* Exercise description *
Please count the lines in the records below that contain the string "query" and reply with only that number.

[begin Records shown]

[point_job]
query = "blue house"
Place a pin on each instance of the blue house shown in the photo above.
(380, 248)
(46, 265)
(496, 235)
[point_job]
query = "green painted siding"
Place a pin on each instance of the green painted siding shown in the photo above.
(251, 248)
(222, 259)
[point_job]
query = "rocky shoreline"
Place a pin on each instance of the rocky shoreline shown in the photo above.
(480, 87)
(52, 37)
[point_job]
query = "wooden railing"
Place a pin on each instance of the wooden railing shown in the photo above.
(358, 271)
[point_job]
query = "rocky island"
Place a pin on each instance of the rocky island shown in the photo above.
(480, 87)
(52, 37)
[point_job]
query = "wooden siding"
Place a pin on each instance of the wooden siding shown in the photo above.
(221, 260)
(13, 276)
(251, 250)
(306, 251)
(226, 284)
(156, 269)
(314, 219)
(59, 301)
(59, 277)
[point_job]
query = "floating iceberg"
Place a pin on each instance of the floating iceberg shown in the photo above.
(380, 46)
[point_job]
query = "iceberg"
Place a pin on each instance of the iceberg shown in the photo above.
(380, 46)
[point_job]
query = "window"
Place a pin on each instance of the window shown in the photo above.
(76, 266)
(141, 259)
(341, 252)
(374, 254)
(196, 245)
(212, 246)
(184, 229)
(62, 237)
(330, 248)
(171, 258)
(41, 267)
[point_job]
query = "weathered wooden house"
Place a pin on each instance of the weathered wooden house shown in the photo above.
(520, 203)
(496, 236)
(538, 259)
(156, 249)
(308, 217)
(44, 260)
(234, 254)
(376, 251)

[end Records shown]

* Written solution *
10